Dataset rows
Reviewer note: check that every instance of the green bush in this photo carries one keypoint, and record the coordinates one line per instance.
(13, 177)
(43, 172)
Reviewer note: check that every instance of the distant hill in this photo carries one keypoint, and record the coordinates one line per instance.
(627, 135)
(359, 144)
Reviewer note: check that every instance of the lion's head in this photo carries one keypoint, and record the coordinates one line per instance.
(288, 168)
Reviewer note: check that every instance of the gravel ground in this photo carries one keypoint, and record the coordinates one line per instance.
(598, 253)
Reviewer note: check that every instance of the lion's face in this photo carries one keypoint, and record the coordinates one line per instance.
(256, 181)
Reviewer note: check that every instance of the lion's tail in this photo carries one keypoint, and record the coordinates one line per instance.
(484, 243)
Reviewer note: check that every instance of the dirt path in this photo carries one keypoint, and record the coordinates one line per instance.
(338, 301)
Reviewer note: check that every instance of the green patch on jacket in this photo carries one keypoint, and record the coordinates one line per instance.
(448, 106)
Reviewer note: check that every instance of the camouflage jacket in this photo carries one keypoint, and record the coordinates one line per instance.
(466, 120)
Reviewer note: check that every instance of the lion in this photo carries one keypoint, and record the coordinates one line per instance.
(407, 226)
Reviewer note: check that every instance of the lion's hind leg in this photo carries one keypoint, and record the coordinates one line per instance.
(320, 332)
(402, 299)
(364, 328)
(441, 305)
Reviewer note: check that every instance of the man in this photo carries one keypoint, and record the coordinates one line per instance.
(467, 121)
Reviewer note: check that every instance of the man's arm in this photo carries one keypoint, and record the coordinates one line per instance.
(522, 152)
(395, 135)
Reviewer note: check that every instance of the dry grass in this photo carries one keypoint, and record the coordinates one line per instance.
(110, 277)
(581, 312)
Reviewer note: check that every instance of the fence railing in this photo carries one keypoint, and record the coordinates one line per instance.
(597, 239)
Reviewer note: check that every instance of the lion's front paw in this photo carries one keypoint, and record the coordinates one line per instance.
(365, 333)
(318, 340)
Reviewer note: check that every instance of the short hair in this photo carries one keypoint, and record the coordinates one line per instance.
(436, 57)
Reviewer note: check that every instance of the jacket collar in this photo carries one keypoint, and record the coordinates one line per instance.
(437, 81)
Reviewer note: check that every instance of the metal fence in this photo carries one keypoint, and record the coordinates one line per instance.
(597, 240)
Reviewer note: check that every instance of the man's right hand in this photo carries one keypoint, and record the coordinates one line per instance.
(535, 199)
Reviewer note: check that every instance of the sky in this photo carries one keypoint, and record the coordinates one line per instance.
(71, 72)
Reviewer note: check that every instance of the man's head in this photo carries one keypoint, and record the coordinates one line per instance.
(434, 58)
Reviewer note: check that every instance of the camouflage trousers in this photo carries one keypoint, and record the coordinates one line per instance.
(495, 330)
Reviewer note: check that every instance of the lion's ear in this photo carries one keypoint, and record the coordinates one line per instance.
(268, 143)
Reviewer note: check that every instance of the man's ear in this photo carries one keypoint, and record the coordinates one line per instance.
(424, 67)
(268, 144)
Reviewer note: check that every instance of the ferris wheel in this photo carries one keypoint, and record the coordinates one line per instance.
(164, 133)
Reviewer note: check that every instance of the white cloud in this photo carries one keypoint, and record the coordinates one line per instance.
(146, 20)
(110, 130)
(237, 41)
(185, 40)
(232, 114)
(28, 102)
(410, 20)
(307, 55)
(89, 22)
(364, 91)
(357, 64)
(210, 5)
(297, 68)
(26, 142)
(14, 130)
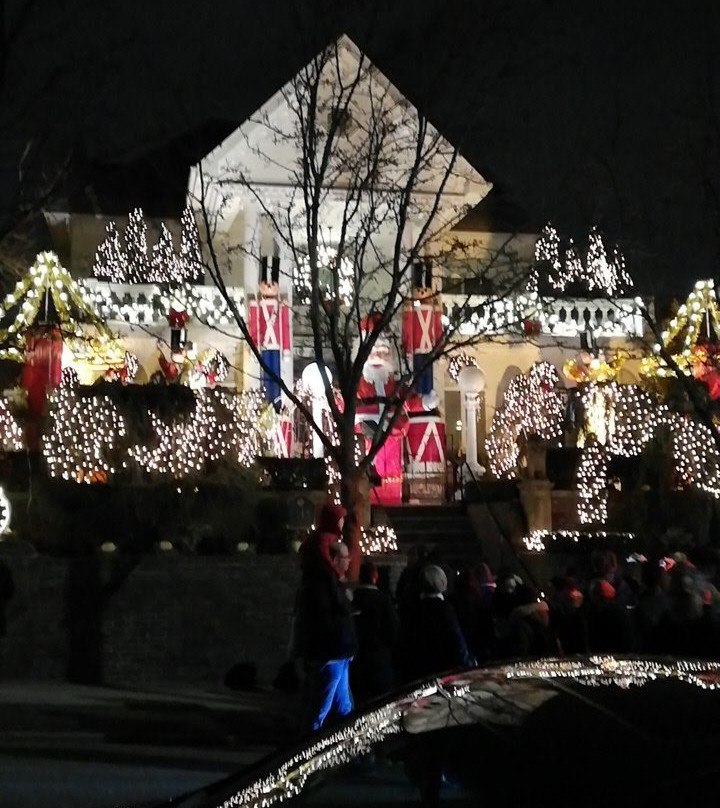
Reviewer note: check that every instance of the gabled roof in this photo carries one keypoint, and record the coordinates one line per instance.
(271, 161)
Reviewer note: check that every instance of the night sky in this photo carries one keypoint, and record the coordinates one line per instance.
(583, 113)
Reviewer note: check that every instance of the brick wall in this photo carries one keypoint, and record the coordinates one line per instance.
(171, 619)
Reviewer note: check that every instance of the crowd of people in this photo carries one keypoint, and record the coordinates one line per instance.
(358, 645)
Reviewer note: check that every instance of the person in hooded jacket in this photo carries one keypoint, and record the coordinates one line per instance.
(324, 632)
(372, 672)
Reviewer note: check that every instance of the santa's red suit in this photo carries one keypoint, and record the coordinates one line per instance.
(422, 330)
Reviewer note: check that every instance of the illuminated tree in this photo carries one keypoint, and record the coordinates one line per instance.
(136, 247)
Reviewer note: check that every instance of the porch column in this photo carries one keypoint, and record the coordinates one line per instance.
(471, 381)
(251, 262)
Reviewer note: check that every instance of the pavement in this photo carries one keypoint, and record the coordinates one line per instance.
(230, 729)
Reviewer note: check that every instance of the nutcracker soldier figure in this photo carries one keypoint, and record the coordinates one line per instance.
(422, 326)
(269, 324)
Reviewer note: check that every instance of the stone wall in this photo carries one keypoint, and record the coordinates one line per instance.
(169, 619)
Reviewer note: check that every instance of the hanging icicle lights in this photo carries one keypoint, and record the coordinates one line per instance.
(152, 304)
(83, 435)
(130, 263)
(377, 540)
(335, 278)
(86, 435)
(598, 273)
(699, 313)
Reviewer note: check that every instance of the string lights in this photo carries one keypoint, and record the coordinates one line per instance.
(698, 314)
(536, 541)
(377, 540)
(83, 437)
(47, 283)
(458, 361)
(461, 699)
(335, 277)
(150, 303)
(531, 407)
(623, 673)
(12, 438)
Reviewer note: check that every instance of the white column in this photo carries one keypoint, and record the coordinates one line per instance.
(471, 407)
(251, 257)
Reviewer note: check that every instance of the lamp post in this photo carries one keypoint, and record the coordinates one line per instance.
(471, 381)
(313, 377)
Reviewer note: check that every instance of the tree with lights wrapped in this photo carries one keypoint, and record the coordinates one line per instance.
(377, 183)
(46, 310)
(136, 247)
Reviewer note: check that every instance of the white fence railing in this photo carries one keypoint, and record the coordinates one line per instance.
(149, 303)
(557, 317)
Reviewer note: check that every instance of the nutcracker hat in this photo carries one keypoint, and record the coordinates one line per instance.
(366, 326)
(275, 271)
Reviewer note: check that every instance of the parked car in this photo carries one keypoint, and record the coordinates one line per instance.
(597, 731)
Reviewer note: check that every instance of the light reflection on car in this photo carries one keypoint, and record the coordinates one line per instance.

## SET TASK
Repeat the records above exactly, omitting every picture.

## OUTPUT OF THE TASK
Reviewer note: check that every instance of the green bush in this photo carries one keypoint, and record the coordinates one line per instance.
(13, 177)
(43, 172)
Reviewer note: check that every instance of the distant hill in this photo carries one keypoint, and record the coordinates one line per instance.
(627, 135)
(359, 144)
Reviewer note: check that every instance of the lion's head in this photo carries one keypoint, and record the coordinates one line per instance.
(288, 168)
Reviewer note: check that every instance of the gravel ground in this photo carries one keypoint, and record the coordinates one line per instance.
(598, 253)
Reviewer note: check that every instance of the lion's face in this photo carries one keypoint, and record the coordinates one line per instance.
(256, 181)
Reviewer note: check that every instance of the lion's tail in this photo carries one keypoint, and record the coordinates one line per instance.
(484, 243)
Reviewer note: check that every instance of the dirt path in this photo carries one keypoint, and record the coordinates one line per instance.
(338, 301)
Reviewer note: check that every instance of the green patch on jacket in this photo carries one keypoint, and record the coordinates one line per instance.
(448, 106)
Reviewer note: check that every instance of the camouflage jacket in this photo carries one keypoint, and record the coordinates one line per instance.
(466, 120)
Reviewer note: check that every instance of the lion in this photo carries one keypoint, and record the coordinates one line per instance.
(407, 226)
Reviewer note: check that every instance of the lion's hind leg in this photo carries one keypoint, and record the coordinates one line per instance.
(320, 332)
(402, 299)
(364, 328)
(441, 305)
Reviewer note: check that every instance of the man in this photo carries one keypoint, and record the coordinates one line per instance.
(467, 121)
Reviewer note: check that every instance of the man's arm in this photo carries one keypoint, and record the coordinates one line per instance.
(522, 152)
(395, 135)
Reviewer note: check that every instance of the dry grass in this photo carries one keypoint, and record the coordinates one line per instance.
(110, 277)
(581, 312)
Reviewer note: check that every instance of the fence railing in this photo carries one keypoint, and record the coordinates one line per instance.
(597, 239)
Reviewer note: check that every instance of the lion's front paw in this photo carries one keypoint, and record the coordinates one line per instance.
(365, 333)
(318, 340)
Reviewer note: check that every instance of the short hair in this photo carries one keypoint, and record the coordinates one line per instance.
(436, 57)
Reviewer note: check that every instance of the jacket collar in this photo carries one keypoint, and record the coordinates one line per instance.
(437, 81)
Reviewer note: check that every instance of the metal fence in this photo carries one keypoint, and record the coordinates one line per instance.
(597, 240)
Reviewer note: check that every instance of the man's right hand in this photo carries one keypoint, and record the coordinates one line per instance.
(535, 199)
Reviewer note: check that every instance of the sky in this photo carries one keypoint, and record the coordinates one line per instance.
(71, 72)
Reviewer note: check that every instance of the man's head in this photo carries one keypoint, and record the coordinates one line per instance.
(434, 58)
Reviewer note: check that every instance of the camouflage trousers in this photo carries one keypoint, and record the coordinates one line per instance.
(495, 330)
Reviewer note: check that every instance of the lion's ear in this photo carries one keypoint, and record the coordinates one line per instance.
(268, 143)
Reviewer note: check that every instance of the man's ear in this photo carries one keypoint, and record the coordinates one line per instance.
(424, 67)
(268, 144)
Reviewer note: check that every instance of the ferris wheel in this photo carries one keypoint, and record the coordinates one line per instance.
(164, 133)
Reviewer note: check that every instance of the white cloud in this photo carries one keypoint, and record the coordinates one line per instance.
(146, 20)
(110, 130)
(237, 41)
(185, 40)
(232, 114)
(28, 102)
(410, 20)
(307, 55)
(89, 22)
(364, 91)
(357, 64)
(210, 5)
(297, 68)
(26, 142)
(14, 130)
Reviewer note: check that every instance of the gabled roof in this photo carries one keypoint, and record the coordinates one line per instance.
(271, 161)
Reviewer note: check that every instance of the night sky in this photo carries one keypoint, and record the coordinates one line per instance.
(583, 113)
Reviewer note: check that every instance of the brick wall in this photo carries one keypoint, and record the coordinates one line per instance.
(171, 619)
Reviewer note: check that every instance of the crowd of people in this photo carries one keypoint, and record the coordinates one line per instance.
(358, 645)
Reviewer note: check that every instance of the person in hooded jacket in this photo carries one keypoint, and record the coordinates one line per instance.
(324, 632)
(372, 672)
Reviewer note: check that every instance of the santa's red suit in this photo carries one keypoint, and record the coordinates one line per instance.
(422, 330)
Reviewer note: check that every instance of the illuminated tree in this photo carries one keypoint, and record the coordinates one line per instance.
(136, 247)
Reviewer note: check that every instance of the porch column in this photo carries one keypoint, and record the coordinates one line per instance.
(471, 381)
(251, 262)
Reviewer note: check that every instance of the pavement in this photo carries one keypoint, and record the coordinates one line per instance.
(230, 729)
Reviewer note: check that every instance of the nutcracker soldier figure in this photo carries one keypoint, and record the coordinates one line per instance.
(422, 326)
(269, 324)
Reviewer note: check that every instance of the stone wall in this photo carries one keypoint, and record the coordinates one line per instance.
(169, 619)
Reviewer note: check that every instance of the hanging icicle lights in this photo carries one keypoint, and record the coordinates one line per instance.
(152, 304)
(83, 435)
(130, 263)
(377, 540)
(335, 278)
(86, 435)
(598, 273)
(699, 313)
Reviewer note: check that every instance of the string lights in this photo carries one keypoint, and record the coordinates one line per instance.
(698, 314)
(536, 541)
(377, 540)
(83, 437)
(47, 283)
(458, 361)
(461, 699)
(335, 277)
(150, 303)
(531, 407)
(623, 673)
(12, 438)
Reviewer note: check that every instance of the white column in this photo carries one keypoint, and record the coordinates one line per instance.
(471, 407)
(251, 257)
Reviewer note: check that every instance of the lamp post in this photo carries one keypoint, and record the coordinates one line per instance.
(471, 381)
(313, 377)
Reviewer note: check that every instance of the tree with lights wrapped in this photo carries one keypoint, and record the coordinates one line per instance.
(377, 183)
(46, 310)
(136, 247)
Reviewer note: check that every instance of the white fence railing in this photo carries one keypoint, and record the coordinates one line per instance.
(149, 303)
(557, 317)
Reviewer note: check that every instance of the nutcracker hat in this photo carries one keypoint, and record the coordinates one line per instance.
(366, 326)
(275, 271)
Reviewer note: check that every instance of the parked car in this photo carries one keypoint, and record the coordinates one line per instance.
(597, 731)
Reviewer note: check that every instance of the light reflection on car in this photo carries one keypoint, and record the coordinates one line per instance.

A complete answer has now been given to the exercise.